_Exercise details:_
Filter the listing below down to every line that contains the string "white", and copy those lines.

** Begin Available data **

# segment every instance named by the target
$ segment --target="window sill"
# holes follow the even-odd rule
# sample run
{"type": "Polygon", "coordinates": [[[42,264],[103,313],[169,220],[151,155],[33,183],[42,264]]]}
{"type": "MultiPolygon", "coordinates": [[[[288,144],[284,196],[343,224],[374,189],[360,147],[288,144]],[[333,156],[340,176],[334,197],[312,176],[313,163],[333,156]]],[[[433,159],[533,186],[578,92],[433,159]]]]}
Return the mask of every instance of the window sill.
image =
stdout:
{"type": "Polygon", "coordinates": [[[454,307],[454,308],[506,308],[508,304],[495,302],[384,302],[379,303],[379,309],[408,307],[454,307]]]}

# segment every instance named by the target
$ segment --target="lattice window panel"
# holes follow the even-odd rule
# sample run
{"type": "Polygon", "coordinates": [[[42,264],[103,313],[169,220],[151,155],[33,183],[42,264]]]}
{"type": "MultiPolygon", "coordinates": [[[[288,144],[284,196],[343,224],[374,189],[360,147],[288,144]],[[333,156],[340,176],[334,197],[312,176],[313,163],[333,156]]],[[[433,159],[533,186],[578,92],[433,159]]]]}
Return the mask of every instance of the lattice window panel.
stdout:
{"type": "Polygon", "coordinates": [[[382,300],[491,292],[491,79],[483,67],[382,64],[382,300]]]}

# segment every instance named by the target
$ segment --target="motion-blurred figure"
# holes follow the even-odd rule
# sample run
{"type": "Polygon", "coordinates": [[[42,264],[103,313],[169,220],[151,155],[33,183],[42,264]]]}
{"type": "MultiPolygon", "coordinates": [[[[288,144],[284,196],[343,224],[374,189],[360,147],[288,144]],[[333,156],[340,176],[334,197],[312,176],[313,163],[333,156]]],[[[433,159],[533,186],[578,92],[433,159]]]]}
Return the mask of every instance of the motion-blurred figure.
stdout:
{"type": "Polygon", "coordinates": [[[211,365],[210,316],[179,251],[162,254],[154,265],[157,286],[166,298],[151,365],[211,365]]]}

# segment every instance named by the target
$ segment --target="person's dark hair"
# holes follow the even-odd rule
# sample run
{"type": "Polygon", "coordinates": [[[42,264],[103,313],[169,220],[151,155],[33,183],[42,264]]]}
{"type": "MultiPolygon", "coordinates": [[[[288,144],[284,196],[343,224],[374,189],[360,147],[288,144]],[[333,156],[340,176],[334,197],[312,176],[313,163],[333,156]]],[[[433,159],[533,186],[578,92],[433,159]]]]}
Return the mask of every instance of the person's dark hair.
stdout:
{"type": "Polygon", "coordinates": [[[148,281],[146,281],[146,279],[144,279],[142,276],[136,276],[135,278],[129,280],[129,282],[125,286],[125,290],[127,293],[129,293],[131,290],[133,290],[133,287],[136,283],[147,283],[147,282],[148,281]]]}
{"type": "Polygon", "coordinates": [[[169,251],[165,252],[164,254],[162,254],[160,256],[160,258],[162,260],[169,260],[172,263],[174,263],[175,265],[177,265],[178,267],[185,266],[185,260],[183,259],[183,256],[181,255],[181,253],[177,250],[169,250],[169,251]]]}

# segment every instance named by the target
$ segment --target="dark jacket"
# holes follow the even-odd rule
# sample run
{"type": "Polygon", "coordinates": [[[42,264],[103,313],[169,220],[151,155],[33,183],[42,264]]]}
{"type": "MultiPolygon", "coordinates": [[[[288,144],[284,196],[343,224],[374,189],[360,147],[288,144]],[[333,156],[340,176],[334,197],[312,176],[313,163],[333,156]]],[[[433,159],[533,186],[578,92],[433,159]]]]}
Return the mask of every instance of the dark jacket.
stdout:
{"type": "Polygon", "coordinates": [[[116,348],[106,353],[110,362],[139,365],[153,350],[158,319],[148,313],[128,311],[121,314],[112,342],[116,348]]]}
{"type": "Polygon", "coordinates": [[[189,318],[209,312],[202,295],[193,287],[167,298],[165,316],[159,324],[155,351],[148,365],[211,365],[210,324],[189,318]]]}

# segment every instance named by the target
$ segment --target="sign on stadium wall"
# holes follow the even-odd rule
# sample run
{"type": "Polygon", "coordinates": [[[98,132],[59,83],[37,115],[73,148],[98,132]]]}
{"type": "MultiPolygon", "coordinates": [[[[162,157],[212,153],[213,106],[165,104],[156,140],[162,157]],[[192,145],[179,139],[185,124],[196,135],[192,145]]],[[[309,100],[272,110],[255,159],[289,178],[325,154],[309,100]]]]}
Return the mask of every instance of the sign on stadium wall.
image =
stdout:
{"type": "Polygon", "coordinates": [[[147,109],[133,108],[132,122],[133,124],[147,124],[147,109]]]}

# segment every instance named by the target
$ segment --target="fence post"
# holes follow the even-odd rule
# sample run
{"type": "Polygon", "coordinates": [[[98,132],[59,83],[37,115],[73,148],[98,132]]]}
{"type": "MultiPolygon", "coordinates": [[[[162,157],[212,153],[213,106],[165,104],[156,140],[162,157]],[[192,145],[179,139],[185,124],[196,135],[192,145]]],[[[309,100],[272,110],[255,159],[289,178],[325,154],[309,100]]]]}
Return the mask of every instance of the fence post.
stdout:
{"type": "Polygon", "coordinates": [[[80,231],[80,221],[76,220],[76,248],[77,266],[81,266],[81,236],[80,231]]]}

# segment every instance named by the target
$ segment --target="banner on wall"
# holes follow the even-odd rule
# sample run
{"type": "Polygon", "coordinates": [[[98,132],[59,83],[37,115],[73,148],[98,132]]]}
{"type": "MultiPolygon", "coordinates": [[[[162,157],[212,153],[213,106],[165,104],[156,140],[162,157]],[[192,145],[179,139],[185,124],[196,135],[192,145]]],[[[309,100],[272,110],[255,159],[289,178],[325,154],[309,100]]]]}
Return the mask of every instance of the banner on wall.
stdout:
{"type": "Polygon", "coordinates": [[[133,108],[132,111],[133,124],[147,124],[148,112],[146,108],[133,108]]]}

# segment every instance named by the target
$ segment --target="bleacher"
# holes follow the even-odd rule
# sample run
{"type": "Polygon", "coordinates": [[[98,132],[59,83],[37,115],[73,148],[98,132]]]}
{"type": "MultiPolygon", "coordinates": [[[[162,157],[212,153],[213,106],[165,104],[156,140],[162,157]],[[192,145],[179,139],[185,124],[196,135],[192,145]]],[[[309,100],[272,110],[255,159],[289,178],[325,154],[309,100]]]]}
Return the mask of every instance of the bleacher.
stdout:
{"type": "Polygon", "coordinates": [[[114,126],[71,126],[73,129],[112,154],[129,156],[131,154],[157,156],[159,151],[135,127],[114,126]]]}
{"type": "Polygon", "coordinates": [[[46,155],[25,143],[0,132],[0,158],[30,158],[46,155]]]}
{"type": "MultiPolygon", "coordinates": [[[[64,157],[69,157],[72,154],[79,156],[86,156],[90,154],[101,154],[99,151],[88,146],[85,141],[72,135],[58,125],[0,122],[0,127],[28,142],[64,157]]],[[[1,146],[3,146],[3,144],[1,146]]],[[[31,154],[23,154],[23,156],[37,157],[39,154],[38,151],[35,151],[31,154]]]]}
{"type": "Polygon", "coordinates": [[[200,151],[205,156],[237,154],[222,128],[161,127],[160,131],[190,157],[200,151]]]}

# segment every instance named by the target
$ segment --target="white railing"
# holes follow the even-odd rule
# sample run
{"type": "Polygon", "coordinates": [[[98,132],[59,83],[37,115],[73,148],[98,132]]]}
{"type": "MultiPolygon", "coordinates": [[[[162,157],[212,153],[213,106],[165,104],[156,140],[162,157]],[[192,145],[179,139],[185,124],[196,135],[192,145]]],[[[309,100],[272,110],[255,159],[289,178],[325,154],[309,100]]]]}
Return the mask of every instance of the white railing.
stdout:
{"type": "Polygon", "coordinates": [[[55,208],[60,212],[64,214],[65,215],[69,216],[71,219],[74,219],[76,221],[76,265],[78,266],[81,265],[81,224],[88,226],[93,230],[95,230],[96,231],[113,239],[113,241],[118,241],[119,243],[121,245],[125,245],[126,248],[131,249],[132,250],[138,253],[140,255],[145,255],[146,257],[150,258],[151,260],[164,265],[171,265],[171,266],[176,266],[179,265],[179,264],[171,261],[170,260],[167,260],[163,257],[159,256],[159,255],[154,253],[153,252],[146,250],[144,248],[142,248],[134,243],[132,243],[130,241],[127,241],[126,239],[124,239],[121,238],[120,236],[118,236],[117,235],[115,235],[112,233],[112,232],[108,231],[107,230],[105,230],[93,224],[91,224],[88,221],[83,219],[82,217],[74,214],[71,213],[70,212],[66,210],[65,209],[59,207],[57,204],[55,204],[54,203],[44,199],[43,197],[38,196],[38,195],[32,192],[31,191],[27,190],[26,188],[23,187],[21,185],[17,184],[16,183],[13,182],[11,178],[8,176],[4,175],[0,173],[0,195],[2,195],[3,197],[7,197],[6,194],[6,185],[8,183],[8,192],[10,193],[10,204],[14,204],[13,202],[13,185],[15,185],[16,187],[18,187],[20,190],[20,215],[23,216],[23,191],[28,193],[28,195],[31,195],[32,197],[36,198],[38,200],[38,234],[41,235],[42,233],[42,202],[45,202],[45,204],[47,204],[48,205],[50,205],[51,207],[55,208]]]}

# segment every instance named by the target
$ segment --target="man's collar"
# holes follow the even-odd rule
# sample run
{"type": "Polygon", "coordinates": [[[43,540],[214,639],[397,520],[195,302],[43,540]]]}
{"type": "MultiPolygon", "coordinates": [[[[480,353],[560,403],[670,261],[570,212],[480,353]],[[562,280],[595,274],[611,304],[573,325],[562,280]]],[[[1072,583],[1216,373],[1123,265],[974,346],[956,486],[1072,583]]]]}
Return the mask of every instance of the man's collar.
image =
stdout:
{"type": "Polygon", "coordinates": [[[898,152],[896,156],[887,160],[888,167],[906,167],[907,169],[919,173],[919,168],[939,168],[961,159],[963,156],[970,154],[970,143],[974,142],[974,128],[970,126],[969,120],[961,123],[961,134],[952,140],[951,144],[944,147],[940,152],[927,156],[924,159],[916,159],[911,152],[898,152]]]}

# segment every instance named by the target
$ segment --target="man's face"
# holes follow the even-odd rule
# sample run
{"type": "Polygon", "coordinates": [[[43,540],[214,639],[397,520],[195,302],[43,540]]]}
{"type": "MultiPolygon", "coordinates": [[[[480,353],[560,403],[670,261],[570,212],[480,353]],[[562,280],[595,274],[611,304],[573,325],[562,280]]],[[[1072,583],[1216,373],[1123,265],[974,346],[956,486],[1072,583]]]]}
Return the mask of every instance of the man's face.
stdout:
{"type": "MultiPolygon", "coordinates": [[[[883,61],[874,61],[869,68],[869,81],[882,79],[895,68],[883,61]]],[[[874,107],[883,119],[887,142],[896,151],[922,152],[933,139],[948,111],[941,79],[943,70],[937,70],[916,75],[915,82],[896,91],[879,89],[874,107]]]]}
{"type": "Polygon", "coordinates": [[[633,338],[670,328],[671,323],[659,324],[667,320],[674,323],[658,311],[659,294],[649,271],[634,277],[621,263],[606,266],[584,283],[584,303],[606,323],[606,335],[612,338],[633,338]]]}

** End Available data **

_Response to this task:_
$ segment --target="white railing"
Return the mask of every instance of the white railing.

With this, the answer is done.